**** Raw records

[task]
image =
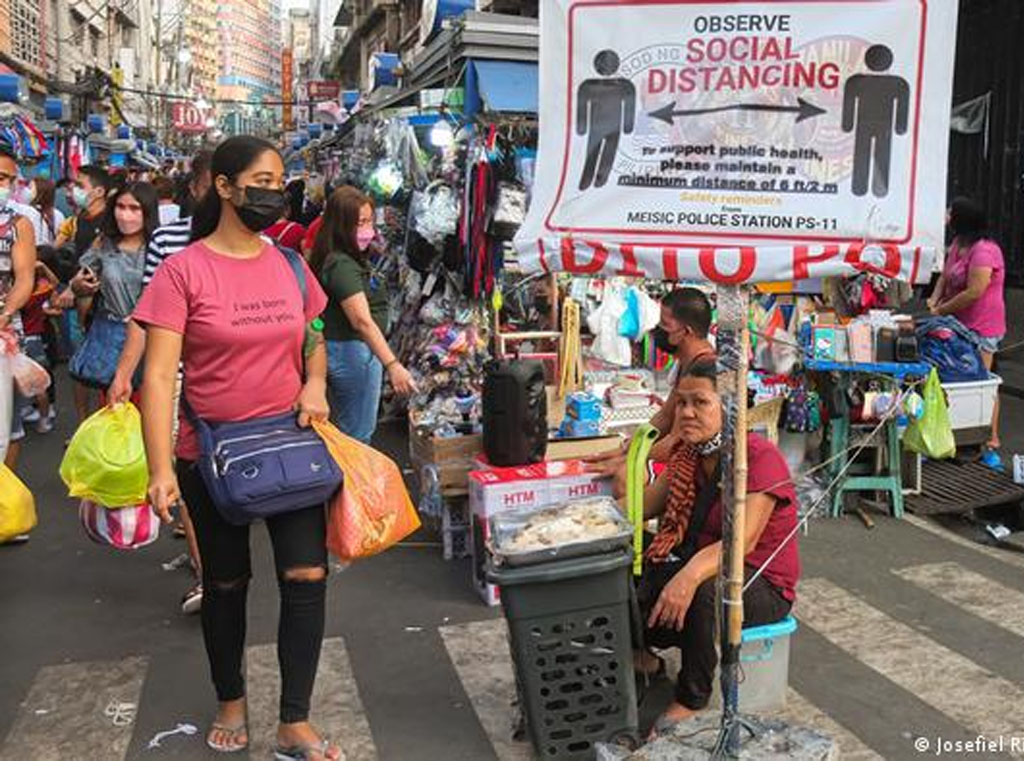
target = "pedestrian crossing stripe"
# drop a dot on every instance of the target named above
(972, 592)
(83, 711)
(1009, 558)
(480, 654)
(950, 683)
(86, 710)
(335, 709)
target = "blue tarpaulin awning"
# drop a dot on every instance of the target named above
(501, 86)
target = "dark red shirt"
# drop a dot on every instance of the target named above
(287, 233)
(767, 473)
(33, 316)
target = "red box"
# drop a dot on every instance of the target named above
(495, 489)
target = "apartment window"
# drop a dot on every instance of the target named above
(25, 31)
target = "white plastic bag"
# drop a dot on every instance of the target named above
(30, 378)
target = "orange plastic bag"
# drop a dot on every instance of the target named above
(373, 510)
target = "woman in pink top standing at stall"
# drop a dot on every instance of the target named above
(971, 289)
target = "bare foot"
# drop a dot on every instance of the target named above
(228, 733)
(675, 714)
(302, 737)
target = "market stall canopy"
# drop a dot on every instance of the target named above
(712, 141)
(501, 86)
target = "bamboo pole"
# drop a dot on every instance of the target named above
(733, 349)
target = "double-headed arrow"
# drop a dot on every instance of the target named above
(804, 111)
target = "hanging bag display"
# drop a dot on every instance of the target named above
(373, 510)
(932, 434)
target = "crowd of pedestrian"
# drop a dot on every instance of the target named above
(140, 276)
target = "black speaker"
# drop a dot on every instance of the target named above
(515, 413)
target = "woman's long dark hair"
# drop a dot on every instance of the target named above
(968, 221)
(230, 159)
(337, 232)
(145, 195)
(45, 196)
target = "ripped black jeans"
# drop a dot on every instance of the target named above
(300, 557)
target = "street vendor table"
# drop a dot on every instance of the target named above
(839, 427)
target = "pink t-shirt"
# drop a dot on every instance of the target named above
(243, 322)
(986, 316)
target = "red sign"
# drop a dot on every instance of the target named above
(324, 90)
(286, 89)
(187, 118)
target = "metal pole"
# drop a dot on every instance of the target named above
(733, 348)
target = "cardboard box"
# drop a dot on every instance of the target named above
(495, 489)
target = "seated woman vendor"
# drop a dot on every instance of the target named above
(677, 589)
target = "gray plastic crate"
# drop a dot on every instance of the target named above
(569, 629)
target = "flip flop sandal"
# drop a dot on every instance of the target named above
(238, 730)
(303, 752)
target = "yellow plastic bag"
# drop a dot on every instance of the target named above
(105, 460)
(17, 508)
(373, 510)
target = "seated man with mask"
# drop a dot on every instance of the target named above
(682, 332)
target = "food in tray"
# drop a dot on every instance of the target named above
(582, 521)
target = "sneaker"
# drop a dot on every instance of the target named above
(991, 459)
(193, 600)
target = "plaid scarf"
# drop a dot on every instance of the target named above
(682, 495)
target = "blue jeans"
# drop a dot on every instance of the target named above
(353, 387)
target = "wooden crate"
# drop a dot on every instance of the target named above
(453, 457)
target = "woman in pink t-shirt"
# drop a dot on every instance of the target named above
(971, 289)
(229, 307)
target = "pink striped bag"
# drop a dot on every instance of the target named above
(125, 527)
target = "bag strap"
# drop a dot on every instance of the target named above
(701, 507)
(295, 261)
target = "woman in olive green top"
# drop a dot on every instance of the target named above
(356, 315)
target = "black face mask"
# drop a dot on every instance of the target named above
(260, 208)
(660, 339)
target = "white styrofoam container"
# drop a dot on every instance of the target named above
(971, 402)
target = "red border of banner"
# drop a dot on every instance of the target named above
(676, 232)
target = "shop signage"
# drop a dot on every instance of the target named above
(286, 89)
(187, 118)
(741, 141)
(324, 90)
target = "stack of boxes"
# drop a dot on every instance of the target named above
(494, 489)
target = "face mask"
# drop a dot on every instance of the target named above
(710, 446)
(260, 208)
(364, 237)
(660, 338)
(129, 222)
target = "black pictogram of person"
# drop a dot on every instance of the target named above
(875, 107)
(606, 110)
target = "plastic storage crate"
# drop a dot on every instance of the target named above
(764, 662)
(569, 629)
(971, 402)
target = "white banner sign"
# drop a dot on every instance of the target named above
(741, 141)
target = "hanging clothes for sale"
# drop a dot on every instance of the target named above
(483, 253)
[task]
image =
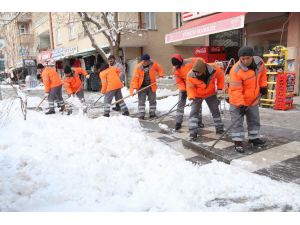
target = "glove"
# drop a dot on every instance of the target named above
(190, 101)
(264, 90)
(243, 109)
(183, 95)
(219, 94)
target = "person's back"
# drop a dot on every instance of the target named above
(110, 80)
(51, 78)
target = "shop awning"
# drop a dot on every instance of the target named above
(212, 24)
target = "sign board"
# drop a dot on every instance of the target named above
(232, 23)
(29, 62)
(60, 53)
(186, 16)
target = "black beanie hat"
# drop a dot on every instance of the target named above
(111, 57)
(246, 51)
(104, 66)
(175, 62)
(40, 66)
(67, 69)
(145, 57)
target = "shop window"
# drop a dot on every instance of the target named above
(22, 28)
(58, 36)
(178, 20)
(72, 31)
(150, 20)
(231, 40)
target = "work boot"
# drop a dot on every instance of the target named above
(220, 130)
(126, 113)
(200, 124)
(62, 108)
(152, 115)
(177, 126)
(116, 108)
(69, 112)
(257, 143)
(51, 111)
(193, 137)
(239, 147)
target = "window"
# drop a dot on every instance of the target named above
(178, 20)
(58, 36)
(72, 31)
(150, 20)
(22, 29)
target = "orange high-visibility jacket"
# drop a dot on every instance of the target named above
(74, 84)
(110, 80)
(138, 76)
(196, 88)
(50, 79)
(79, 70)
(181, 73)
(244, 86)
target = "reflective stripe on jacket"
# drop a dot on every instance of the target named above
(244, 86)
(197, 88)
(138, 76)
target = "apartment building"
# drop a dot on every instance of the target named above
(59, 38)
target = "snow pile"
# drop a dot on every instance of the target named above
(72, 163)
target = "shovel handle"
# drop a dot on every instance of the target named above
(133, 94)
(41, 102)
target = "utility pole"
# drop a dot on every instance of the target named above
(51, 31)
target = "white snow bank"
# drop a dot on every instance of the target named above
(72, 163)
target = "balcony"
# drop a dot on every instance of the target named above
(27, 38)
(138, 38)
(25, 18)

********
**** Raw records

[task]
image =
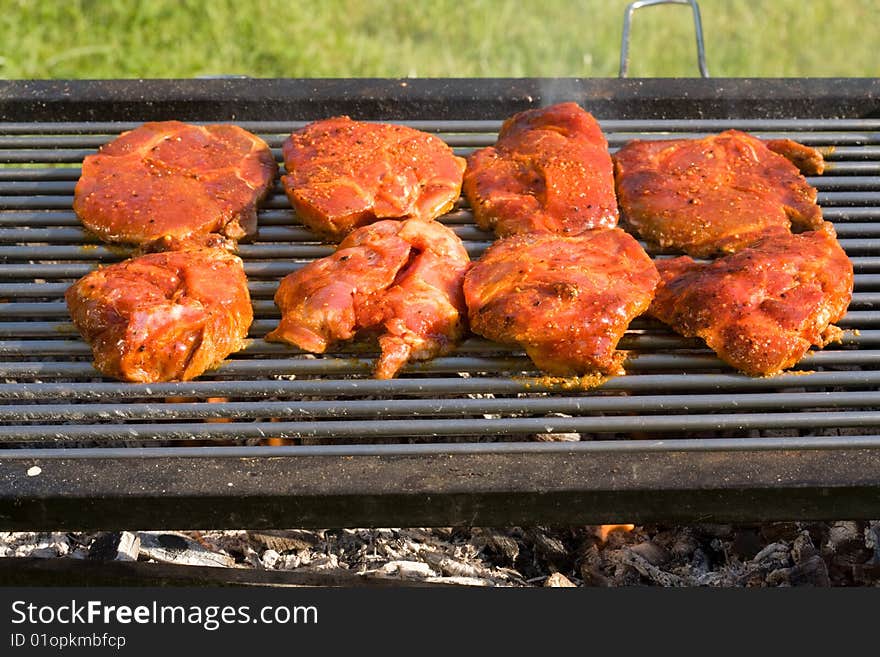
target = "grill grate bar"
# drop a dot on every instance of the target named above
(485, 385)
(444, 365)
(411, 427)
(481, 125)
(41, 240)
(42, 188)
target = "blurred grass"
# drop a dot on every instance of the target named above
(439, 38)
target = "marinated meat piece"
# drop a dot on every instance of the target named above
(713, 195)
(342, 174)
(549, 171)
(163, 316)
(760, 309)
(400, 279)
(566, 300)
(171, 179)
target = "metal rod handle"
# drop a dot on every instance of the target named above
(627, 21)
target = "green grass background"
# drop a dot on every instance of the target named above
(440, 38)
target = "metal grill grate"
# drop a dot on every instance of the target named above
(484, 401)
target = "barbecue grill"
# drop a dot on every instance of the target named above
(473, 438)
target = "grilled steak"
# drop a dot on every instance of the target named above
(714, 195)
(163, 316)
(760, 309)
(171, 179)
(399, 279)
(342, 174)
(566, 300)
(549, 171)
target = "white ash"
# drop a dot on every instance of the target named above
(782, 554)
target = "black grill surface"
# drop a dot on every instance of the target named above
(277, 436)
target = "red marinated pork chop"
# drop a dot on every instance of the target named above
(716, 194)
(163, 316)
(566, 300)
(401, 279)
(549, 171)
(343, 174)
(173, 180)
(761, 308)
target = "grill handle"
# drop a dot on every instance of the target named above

********

**Exercise description**
Count the lines in the items above that contain the string "banner", matching case exactly. Reply with that number alone.

**Result for this exercise**
2